** Source records **
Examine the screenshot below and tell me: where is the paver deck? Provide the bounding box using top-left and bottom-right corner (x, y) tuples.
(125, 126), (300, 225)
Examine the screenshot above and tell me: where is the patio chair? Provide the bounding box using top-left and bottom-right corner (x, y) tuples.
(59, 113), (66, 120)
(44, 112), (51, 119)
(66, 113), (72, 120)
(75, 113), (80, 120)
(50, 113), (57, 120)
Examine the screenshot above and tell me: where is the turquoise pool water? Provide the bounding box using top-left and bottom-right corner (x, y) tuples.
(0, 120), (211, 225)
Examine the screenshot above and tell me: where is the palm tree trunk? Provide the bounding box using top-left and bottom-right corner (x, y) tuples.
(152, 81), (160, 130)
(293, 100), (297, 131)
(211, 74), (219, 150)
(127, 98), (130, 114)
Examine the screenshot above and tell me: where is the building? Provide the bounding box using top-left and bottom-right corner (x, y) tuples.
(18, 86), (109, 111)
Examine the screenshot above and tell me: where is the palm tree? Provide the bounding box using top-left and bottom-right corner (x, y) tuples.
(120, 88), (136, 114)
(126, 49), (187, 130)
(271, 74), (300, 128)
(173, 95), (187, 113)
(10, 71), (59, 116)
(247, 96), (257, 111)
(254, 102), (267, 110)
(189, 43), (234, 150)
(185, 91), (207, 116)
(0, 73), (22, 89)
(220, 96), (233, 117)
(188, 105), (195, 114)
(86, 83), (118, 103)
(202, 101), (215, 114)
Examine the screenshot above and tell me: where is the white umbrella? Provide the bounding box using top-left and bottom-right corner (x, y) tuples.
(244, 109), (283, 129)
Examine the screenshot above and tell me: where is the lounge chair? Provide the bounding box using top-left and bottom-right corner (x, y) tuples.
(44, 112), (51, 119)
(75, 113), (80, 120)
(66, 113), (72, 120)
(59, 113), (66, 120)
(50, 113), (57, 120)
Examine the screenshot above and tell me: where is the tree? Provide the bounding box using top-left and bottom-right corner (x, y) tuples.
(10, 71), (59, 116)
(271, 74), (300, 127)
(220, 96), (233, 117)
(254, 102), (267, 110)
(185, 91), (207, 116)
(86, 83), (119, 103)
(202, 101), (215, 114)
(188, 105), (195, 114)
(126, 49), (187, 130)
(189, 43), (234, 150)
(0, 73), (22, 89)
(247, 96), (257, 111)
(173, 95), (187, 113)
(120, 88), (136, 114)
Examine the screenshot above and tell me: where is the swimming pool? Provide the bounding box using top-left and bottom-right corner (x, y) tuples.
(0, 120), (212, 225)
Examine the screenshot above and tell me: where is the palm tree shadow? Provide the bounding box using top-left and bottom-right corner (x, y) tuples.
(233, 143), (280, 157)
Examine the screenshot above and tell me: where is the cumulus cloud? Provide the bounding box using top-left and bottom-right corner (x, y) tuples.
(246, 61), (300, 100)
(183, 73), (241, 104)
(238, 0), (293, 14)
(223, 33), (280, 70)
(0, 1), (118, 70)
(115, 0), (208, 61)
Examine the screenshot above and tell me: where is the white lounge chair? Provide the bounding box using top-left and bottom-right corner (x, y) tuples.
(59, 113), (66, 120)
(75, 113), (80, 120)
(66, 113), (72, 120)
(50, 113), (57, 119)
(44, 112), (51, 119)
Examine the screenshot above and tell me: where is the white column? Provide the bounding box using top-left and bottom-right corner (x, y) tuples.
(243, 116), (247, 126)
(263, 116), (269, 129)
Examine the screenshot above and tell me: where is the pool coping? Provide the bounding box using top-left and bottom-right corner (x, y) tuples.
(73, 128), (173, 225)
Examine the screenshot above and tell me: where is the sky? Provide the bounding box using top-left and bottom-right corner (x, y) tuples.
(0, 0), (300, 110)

** Requirements **
Copy the lines, starting with the one containing "Examine the screenshot above and tell me: where is the cumulus" and going on through the last line, and keep each request unchanged. Scale every corner coordinate in the answers by 0.7, rounding to whole numbers with halves rounded up.

** Result for this exercise **
Examine the screenshot above and tell me: where is the cumulus cloud? Provide the bounding box using top-left and bottom-right corner (x, y) tuples.
(172, 43), (210, 70)
(128, 51), (169, 73)
(167, 0), (205, 10)
(156, 23), (196, 49)
(0, 1), (83, 49)
(81, 0), (146, 43)
Examine the screenshot above and tell me: where is the white lounge chair? Provide the bounding box using top-left and bottom-right corner (x, y) tuples.
(41, 79), (46, 84)
(53, 79), (56, 84)
(46, 79), (50, 84)
(35, 79), (40, 83)
(31, 78), (36, 83)
Examine the screenshot above and tell me: where is the white column? Provide the bounding box using top-left and bottom-right corner (x, y) tuples.
(170, 81), (173, 88)
(184, 81), (188, 90)
Examine the screenshot above and tell me: where is the pool coping? Provide the bounding box using top-left and bottom-right corner (x, y) tuples.
(51, 90), (121, 158)
Examine the screenshot above and tell me: where is the sky? Provide the bounding box using top-left and bottom-right corner (x, y) tuples.
(0, 0), (210, 77)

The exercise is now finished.